**Page extract:**

- - - -

Radio-frequency transmission line path 36 may be coupled to an antenna feed on antenna 42. The antenna feed may, for example, include a positive antenna feed terminal and a ground antenna feed terminal. Radio-frequency transmission line path 36 may have a positive transmission line signal path such that is coupled to the positive antenna feed terminal on antenna 42. Radio-frequency transmission line path 36 may have a ground transmission line signal path that is coupled to the ground antenna feed terminal on antenna 42. This example is merely illustrative and, in general, antennas 42 may be fed using any desired antenna feeding scheme. If desired, antenna 42 may have multiple antenna feeds that are coupled to one or more radio-frequency transmission line paths 36.

Radio-frequency transmission line path 36 may include transmission lines that are used to route radio-frequency antenna signals within device 10 (FIG. 1). Transmission lines in device 10 may include coaxial cables, microstrip transmission lines, stripline transmission lines, edge-coupled microstrip transmission lines, edge-coupled stripline transmission lines, transmission lines formed from combinations of transmission lines of these types, etc. Transmission lines in device 10 such as transmission lines in radio-frequency transmission line path 36 may be integrated into rigid and/or flexible printed circuit boards.

In performing wireless transmission, processor 26 may provide transmit signals (e.g., digital or baseband signals) to transceiver 28 over path 34. Transceiver 28 may further include circuitry for converting the transmit (baseband) signals received from processor 26 into corresponding radio-frequency signals. For example, transceiver circuitry 28 may include mixer circuitry for up-converting (or modulating) the transmit (baseband) signals to radio frequencies prior to transmission over antenna 42. The example of FIG. 2 in which processor 26 communicates with transceiver 28 is merely illustrative. In general, transceiver 28 may communicate with a baseband processor, an application processor, general purpose processor, a microcontroller, a microprocessor, or one or more processors within circuitry 18. Transceiver circuitry 28 may also include digital-to-analog converter (DAC) and/or analog-to-digital converter (ADC) circuitry for converting signals between digital and analog domains. Transceiver 28 may use transmitter (TX) 30 to transmit the radio-frequency signals over antenna 42 via radio-frequency transmission line path 36 and front end module 40. Antenna 42 may transmit the radio-frequency signals to external wireless equipment by radiating the radio-frequency signals into free space.

In performing wireless reception, antenna 42 may receive radio-frequency signals from the external wireless equipment. The received radio-frequency signals may be conveyed to transceiver 28 via radio-frequency transmission line path 36 and front end module 40. Transceiver 28 may include circuitry such as receiver (RX) 32 for receiving signals from front end module 40 and for converting the received radio-frequency signals into corresponding baseband signals. For example, transceiver 28 may include mixer circuitry for down-converting (or demodulating) the received radio-frequency signals to baseband frequencies prior to conveying the received signals to processor 26 over path 34.

- - - -

**What to do:**
1. Condense the paragraph of the radio-frequency excerpt that begins "Radio-frequency transmission line path 36 may include transmission lines" into a short bulleted list that keeps its main facts.
2. Continue the radio-frequency excerpt with new text that starts right after its final sentence about down-converting received signals for processor 26.

**Stored data:**
- - - -

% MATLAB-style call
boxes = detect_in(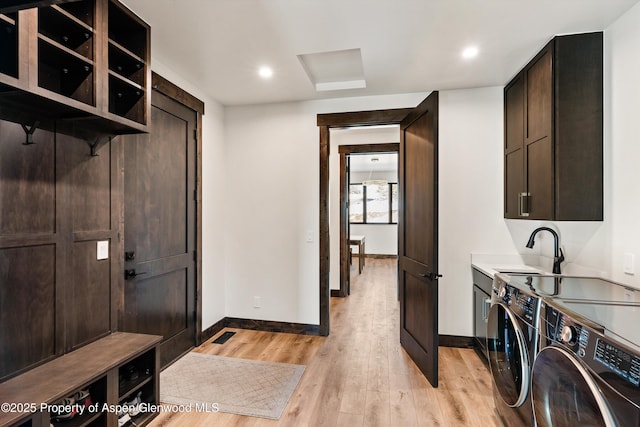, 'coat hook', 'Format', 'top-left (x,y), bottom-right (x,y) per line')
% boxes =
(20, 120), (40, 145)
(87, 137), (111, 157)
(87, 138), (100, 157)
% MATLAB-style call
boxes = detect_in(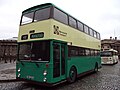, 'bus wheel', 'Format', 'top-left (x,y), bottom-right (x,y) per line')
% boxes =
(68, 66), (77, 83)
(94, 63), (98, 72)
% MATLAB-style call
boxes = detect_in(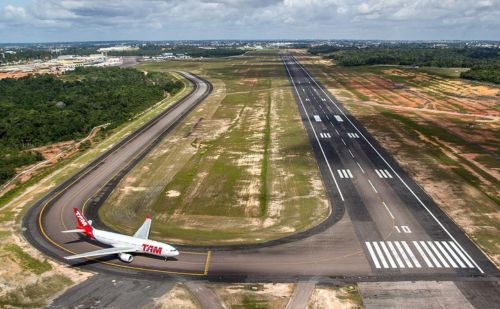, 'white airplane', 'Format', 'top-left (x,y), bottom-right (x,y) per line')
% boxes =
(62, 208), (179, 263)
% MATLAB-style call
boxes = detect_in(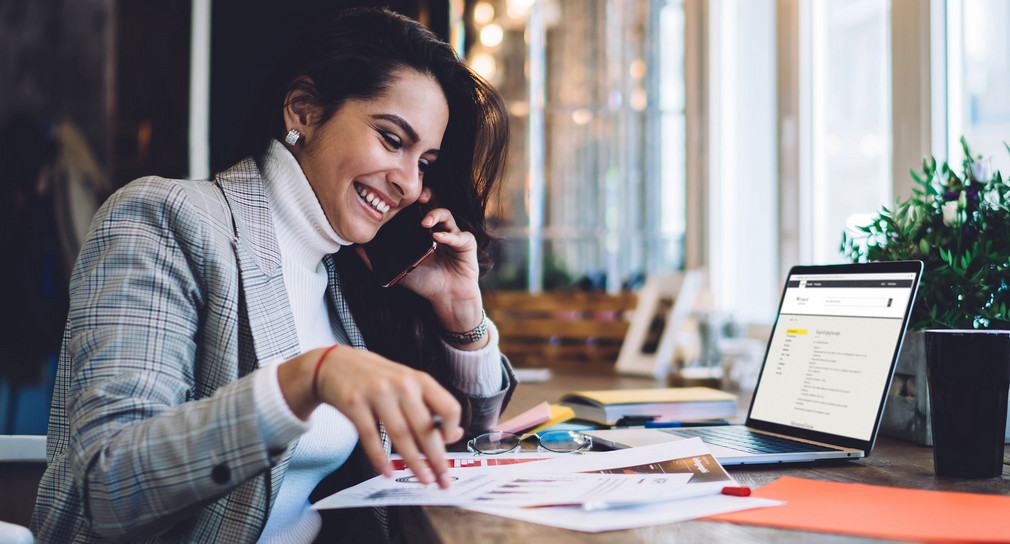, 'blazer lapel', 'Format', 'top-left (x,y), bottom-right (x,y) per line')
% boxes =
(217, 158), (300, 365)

- - - -

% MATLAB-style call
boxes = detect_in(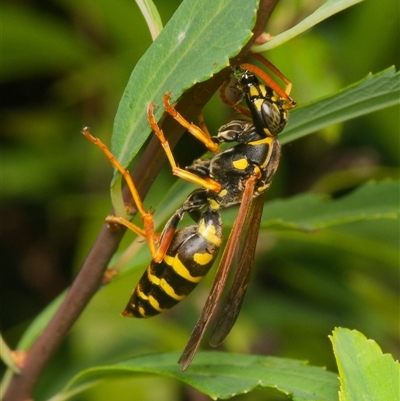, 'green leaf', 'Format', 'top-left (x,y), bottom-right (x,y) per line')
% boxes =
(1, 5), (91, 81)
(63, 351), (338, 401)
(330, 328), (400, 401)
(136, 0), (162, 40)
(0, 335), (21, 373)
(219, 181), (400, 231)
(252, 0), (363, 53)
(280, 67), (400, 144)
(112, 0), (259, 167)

- - - -

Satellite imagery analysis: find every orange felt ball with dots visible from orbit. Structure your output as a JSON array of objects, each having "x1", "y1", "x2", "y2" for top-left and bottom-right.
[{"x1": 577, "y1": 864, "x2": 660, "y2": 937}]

- - - -

**In response:**
1.
- Radio-frequency transmission line path 36 may include transmission lines that route radio-frequency antenna signals within device 10.
- Transmission lines in device 10 may be coaxial cables, microstrip, stripline, edge-coupled microstrip, or edge-coupled stripline lines, or combinations of these types.
- Such transmission lines, including those in path 36, may be integrated into rigid and/or flexible printed circuit boards.

2.
Front end module (FEM) 40 may include radio-frequency front end circuitry that operates on the radio-frequency signals conveyed (transmitted and/or received) over radio-frequency transmission line path 36. FEM 40 may, for example, include front end module (FEM) components such as radio-frequency filter circuitry 44 (e.g., low pass filters, high pass filters, notch filters, band pass filters, multiplexing circuitry, duplexer circuitry, diplexer circuitry, triplexer circuitry, etc.), switching circuitry 46 (e.g., one or more radio-frequency switches), radio-frequency amplifier circuitry 48 (e.g., one or more power amplifier circuits 50 and/or one or more low-noise amplifier circuits 52), impedance matching circuitry (e.g., circuitry that helps to match the impedance of antenna 42 to the impedance of radio-frequency transmission line 36), antenna tuning circuitry (e.g., networks of capacitors, resistors, inductors, and/or switches that adjust the frequency response of antenna 42), radio-frequency coupler circuitry, charge pump circuitry, power management circuitry, digital control and interface circuitry, and/or any other desired circuitry that operates on the radio-frequency signals transmitted and/or received by antenna 42. Each of the front end module components may be mounted to a common (shared) substrate such as a rigid printed circuit board substrate or flexible printed circuit substrate. If desired, the various front end module components may also be integrated into a single integrated circuit chip. If desired, amplifier circuitry 48 and/or other components in front end 40 such as filter circuitry 44 may also be implemented as part of transceiver circuitry 28.

Filter circuitry 44, switching circuitry 46, amplifier circuitry 48, and other circuitry may be disposed along radio-frequency transmission line path 36, may be incorporated into FEM 40, and/or may be incorporated into antenna 42 (e.g., to support antenna tuning, to support operation in desired frequency bands, etc.). These components, sometimes referred to herein as antenna tuning components, may be adjusted (e.g., using control circuitry 14) to adjust the frequency response and wireless performance of antenna 42 over time.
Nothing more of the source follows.